_WHAT THE EXERCISE ASKS_
Your response should be every line from the entries that includes the string "umpire".

Saved entries:
-----

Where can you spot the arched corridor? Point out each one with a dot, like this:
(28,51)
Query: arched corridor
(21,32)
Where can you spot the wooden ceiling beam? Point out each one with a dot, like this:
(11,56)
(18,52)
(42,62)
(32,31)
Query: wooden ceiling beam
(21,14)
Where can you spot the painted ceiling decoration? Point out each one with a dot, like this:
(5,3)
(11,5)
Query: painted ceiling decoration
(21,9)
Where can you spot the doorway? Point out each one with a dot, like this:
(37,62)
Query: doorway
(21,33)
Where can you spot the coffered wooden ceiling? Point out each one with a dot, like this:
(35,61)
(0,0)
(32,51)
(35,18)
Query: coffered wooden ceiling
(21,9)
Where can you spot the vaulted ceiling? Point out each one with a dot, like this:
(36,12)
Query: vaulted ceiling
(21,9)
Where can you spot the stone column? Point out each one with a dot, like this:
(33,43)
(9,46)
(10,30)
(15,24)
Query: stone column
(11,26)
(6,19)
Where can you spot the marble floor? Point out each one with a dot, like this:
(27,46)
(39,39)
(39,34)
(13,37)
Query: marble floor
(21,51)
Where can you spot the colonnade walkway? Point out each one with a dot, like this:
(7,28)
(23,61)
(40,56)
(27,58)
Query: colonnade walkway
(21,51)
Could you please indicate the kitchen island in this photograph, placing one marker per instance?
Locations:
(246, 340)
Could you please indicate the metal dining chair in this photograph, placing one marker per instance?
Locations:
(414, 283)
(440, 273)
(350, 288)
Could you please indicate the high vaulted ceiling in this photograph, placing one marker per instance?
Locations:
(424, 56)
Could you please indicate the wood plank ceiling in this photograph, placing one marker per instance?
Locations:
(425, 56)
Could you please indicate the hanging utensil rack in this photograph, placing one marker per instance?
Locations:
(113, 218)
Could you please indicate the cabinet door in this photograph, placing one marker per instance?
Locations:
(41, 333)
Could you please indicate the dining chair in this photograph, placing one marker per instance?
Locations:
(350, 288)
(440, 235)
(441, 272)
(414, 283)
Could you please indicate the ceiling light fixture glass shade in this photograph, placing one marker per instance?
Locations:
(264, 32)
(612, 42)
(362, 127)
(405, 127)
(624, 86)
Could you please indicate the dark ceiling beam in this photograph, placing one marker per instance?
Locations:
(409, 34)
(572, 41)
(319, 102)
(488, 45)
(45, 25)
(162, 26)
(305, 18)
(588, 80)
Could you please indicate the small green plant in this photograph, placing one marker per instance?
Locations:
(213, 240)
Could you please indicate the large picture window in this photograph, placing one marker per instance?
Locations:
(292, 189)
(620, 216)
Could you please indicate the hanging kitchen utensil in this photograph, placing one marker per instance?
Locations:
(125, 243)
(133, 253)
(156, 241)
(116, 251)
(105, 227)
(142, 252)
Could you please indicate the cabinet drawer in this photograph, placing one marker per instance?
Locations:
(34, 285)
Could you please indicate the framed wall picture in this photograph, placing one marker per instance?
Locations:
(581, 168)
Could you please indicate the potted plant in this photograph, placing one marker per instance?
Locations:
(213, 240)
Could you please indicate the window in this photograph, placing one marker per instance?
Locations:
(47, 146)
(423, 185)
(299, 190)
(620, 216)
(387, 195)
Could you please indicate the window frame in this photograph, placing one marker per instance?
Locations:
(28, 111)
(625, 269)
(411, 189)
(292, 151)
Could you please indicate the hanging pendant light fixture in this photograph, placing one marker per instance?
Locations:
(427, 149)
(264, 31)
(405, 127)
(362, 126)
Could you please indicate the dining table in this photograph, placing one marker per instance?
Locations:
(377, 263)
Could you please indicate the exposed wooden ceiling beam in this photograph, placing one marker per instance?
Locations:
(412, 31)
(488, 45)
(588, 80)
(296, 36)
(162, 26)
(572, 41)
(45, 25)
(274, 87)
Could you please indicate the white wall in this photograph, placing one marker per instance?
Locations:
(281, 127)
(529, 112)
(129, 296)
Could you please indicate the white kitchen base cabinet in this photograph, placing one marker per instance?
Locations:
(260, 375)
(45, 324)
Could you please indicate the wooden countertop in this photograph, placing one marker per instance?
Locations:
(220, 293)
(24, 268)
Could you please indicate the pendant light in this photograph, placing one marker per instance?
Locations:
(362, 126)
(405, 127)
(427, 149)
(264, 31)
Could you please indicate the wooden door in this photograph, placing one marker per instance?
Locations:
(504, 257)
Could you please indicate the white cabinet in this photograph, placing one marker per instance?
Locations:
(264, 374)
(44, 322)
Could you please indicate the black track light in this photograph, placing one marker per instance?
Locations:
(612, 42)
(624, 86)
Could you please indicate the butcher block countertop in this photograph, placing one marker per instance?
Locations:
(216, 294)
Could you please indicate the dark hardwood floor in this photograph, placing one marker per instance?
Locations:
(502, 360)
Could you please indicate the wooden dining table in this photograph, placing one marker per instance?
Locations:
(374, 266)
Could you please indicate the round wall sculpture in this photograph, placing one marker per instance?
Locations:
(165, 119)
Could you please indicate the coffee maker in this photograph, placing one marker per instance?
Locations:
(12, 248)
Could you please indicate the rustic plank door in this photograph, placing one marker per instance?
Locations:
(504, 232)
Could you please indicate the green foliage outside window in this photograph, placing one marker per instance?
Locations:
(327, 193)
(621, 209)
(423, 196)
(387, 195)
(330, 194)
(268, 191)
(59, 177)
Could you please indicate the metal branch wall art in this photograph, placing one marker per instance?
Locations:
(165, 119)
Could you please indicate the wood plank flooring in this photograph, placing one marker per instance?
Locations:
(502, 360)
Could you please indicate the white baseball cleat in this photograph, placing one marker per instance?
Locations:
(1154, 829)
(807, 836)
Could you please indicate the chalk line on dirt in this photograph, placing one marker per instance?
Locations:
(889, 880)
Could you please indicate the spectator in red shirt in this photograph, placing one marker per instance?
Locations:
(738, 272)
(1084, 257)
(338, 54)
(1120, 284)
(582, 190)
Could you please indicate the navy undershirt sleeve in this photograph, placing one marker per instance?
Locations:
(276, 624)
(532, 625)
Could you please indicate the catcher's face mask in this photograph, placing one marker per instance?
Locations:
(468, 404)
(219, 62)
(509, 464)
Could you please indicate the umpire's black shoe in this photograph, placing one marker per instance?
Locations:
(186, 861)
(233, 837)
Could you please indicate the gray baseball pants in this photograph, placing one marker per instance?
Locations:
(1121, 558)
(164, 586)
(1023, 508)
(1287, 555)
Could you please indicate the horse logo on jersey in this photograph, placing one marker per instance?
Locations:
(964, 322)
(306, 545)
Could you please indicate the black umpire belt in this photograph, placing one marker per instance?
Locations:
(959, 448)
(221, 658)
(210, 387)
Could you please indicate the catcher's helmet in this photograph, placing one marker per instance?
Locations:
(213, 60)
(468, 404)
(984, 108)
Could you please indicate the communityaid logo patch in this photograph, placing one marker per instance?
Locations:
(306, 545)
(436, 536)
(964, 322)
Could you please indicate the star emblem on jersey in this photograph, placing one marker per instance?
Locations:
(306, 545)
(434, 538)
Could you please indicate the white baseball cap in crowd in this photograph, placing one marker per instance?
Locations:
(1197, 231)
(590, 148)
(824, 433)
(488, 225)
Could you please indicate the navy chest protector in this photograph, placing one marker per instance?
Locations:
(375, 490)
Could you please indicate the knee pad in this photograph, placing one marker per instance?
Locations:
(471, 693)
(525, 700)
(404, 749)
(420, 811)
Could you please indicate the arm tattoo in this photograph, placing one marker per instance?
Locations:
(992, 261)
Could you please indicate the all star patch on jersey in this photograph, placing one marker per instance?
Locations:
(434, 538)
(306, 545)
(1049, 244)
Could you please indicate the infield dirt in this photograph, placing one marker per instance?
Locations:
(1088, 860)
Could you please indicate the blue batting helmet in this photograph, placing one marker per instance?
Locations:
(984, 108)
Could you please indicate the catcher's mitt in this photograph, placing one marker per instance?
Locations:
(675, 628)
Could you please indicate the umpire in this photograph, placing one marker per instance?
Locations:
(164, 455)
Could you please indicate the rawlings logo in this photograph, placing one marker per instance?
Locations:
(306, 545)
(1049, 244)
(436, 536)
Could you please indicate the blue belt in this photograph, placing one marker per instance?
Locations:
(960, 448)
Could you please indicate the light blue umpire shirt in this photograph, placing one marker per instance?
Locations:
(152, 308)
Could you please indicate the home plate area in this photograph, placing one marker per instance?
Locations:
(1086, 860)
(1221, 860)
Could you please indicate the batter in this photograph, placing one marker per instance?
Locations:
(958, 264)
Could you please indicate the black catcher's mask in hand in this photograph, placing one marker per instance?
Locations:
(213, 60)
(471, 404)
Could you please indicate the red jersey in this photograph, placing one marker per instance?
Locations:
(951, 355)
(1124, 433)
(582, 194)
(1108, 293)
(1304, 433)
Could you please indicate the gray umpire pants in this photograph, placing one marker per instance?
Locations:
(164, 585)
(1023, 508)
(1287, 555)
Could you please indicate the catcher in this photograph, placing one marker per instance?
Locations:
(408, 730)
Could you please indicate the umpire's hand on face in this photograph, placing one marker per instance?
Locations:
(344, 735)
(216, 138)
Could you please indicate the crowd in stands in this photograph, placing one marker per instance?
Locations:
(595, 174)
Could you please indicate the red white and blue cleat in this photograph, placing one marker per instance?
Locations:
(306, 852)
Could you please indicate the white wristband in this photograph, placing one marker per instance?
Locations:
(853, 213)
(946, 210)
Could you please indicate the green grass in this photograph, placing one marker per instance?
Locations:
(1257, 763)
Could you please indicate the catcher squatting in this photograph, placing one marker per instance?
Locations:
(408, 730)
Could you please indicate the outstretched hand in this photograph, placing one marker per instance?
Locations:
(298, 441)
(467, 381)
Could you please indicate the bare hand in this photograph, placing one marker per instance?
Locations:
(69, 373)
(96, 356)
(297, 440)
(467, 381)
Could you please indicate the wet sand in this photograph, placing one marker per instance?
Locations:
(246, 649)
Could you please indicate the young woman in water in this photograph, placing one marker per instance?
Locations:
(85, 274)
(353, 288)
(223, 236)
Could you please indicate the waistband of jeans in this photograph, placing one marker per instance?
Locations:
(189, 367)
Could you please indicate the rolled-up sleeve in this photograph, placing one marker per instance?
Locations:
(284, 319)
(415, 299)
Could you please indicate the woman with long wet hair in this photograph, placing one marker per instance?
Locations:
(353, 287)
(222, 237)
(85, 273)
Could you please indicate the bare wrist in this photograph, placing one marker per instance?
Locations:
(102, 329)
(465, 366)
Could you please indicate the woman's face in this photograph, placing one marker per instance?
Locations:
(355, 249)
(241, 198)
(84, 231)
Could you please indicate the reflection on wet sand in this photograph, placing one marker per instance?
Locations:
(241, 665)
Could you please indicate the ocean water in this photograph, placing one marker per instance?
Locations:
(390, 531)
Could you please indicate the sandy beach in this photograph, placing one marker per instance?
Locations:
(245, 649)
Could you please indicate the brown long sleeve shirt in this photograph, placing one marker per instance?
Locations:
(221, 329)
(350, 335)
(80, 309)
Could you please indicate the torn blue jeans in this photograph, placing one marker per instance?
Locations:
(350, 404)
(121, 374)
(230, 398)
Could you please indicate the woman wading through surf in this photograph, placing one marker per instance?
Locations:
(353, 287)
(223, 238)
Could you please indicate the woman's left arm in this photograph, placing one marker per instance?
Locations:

-----

_RESPONSE TO THE EXERCISE_
Could you please indicate the umpire's black shoe in this photograph, placing one marker per instance?
Could you please indicate the black umpire belt in this photograph, placing one marker per instance?
Could you please indicate the umpire in this photograph, placing one marker per instance?
Could you please indicate the light blue umpire shirt in this photograph, placing one marker per instance?
Could you please indicate the gray umpire pants in this photograph, placing one marker per instance?
Could you please indicate the umpire's hand on face in this photograph, placing one marker per instance?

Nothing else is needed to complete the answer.